Reading passage:

Thursday, October 01, 2009

Back of of the pack

Here's my long overdue report from the Women's Half Marathon back on 9/12. I started it soon after and had to change the first line from 'this past weekend' to 'last weekend' to 'a couple weekends ago'. I'm not changing it anymore. Enjoy!

A couple weekends ago I completed the Women's Half Marathon for the second year in a row. It's a great event put on by the VHTRC and is used by many as an introduction to trail running. For my girlfriend, it wasn't an introduction to the Bull Run-Occoquan Trails as we've traipsed over the dirt and roots many times, but her first ever race, with a bib pinned on her shirt, road or trail. For the past few years she's been by my side, at the next aid station, and trudging behind or on separate trails while I was out training for the next epic fail.. er, adventure. She's hiked enough miles and covered enough ground that I figured she could do the WHM and finish before the cutoff. Piece of cake!

So after enough nagging, she signed up. She signed me up as well, and said if I wanted her to do this race, then I would have to run it with her. Fine with me. I knew it was the week after The Ring and had no problem hanging in the back of the pack with her.

We headed out to Fountainhead for some training runs, doing the first out/back of the Do Loop one weekend, and the out and back to Wolf Run Shoals another weekend. Training was pretty inconsistent during the week for the both of us. I think she's been hanging around me too much and picking up on my 'run every 3 weeks' motto! Needless to say, neither of us were in the greatest shape, but knew we would finish.

After chatting with a few friends and a morning ritual of standing around and not stretching or warming up much, we were off with the rest of the ladies and quickly took hold of the back of the pack on the opening road section. Since we weren't in a rush, we walked most of this section. Upon entering the trail, we walked more to let the burning sensation in her shins ease up. Eventually it did and we started a run/walk pattern on our way to the Do Loop. We had enough beverages and snacks for the trip and passed through with a quick 'hello' to the volunteers on our way out to start the Do Loop.

We were familiar with this section and moved a tad faster since the trail was well marked and we were without the dog, so no stops to pee/mark, poop, sniff, look at things, sniff more, and mark more. At least not as many stops. It felt like any other training run and not like a race since it was so quiet with no other runners around us. It was refreshing, calming and laid back, but would soon change.

We briefly chatted with the volunteers on our way out of the Do Loop as we headed back to Fountainhead. We knew we'd make the cutoff and continued our walk/run pattern, using a runner in front of us to keep pace, and made it with 10 minutes to spare.

Entries taken from a collection
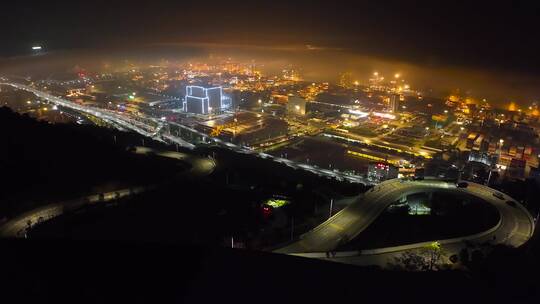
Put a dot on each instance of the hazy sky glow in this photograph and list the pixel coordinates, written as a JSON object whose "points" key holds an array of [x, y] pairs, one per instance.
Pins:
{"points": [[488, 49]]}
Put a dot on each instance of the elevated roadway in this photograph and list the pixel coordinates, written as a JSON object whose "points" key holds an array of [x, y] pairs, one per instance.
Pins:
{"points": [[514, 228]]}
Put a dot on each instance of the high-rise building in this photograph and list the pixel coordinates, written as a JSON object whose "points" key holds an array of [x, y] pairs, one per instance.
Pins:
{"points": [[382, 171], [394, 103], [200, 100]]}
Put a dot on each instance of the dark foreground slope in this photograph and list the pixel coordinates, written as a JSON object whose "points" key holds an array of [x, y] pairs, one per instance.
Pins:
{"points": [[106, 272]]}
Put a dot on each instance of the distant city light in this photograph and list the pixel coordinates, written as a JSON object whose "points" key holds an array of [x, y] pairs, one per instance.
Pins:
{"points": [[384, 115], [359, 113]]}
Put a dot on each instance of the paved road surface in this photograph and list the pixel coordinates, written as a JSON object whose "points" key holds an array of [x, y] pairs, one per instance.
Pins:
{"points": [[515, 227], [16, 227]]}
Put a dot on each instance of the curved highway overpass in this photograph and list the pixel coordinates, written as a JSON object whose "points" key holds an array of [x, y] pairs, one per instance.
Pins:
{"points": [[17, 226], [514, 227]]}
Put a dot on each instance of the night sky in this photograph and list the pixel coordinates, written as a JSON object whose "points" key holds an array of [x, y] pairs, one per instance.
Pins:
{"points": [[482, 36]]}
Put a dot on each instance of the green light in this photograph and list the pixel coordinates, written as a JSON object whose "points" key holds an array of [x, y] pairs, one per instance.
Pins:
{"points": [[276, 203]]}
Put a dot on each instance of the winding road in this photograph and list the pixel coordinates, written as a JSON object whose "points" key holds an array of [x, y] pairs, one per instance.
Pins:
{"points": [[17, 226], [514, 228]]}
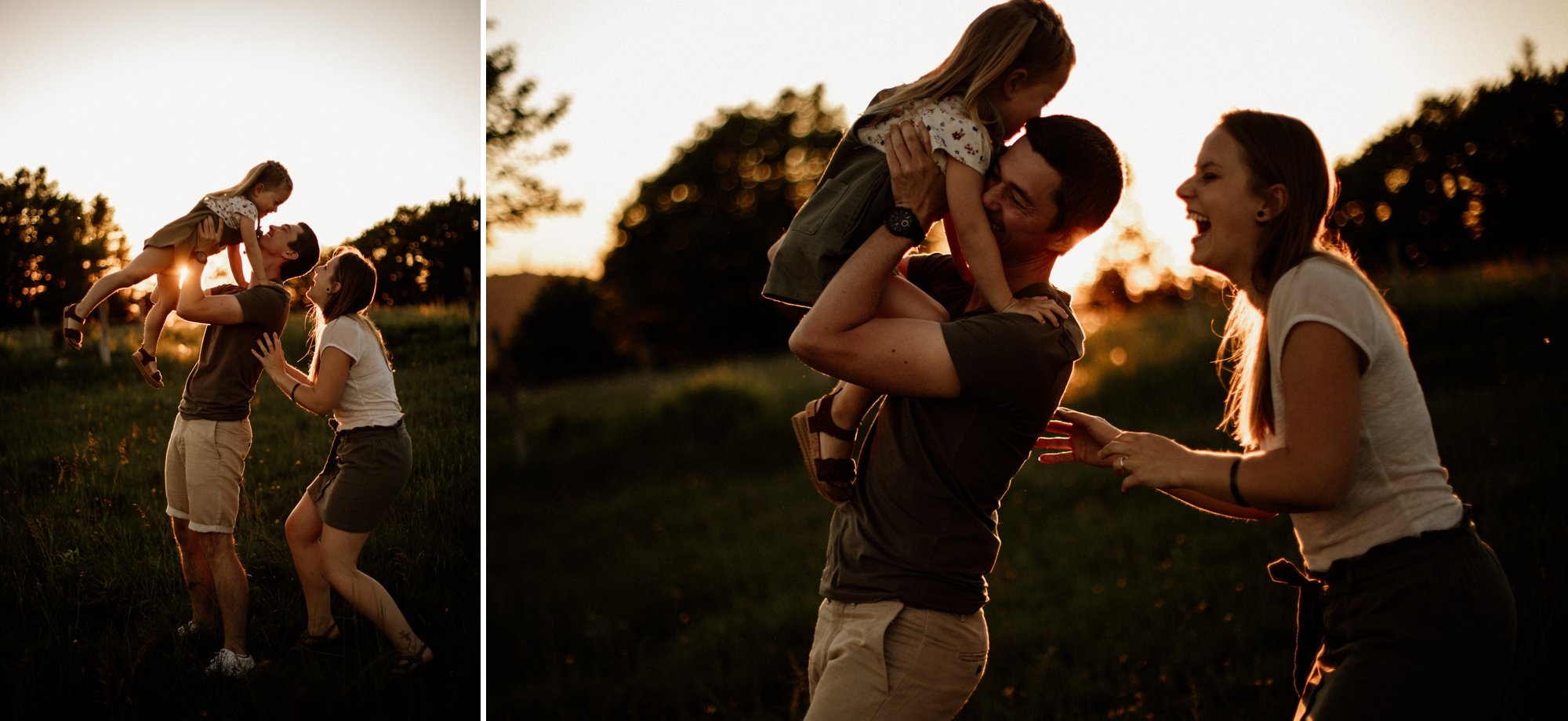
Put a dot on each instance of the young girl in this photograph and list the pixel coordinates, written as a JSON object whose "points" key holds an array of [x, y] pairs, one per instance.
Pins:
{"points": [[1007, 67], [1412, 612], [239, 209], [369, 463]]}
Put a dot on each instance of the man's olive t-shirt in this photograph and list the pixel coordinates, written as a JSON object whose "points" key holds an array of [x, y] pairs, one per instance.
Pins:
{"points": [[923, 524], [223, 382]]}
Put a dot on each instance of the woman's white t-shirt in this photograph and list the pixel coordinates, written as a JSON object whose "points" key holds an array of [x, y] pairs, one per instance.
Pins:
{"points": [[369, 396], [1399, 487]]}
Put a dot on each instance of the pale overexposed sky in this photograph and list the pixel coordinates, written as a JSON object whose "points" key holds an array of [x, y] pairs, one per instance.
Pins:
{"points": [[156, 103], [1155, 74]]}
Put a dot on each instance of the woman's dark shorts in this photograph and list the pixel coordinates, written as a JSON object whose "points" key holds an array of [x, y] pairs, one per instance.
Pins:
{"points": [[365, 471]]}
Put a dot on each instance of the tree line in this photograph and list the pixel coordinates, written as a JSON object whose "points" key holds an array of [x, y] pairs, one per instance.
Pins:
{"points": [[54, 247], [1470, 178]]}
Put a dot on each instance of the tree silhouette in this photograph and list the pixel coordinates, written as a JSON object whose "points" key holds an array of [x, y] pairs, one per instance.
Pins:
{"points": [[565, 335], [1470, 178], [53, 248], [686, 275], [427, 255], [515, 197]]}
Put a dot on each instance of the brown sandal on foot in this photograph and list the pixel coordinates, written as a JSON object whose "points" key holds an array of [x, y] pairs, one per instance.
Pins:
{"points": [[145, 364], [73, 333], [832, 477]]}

Short problem 1:
Answer these questions using the race report:
(a) For which consecutive year did the author complete the Women's Half Marathon?
(b) Which event took place the week before this race?
(c) How much time to spare did the pair have at the cutoff?
Short problem 2: Repeat the section of the race report starting with "So after enough" and going on through "we would finish.".

Expected answer 1:
(a) The second year in a row.
(b) The Ring.
(c) 10 minutes.

Expected answer 2:
So after enough nagging, she signed up. She signed me up as well, and said if I wanted her to do this race, then I would have to run it with her. Fine with me. I knew it was the week after The Ring and had no problem hanging in the back of the pack with her.

We headed out to Fountainhead for some training runs, doing the first out/back of the Do Loop one weekend, and the out and back to Wolf Run Shoals another weekend. Training was pretty inconsistent during the week for the both of us. I think she's been hanging around me too much and picking up on my 'run every 3 weeks' motto! Needless to say, neither of us were in the greatest shape, but knew we would finish.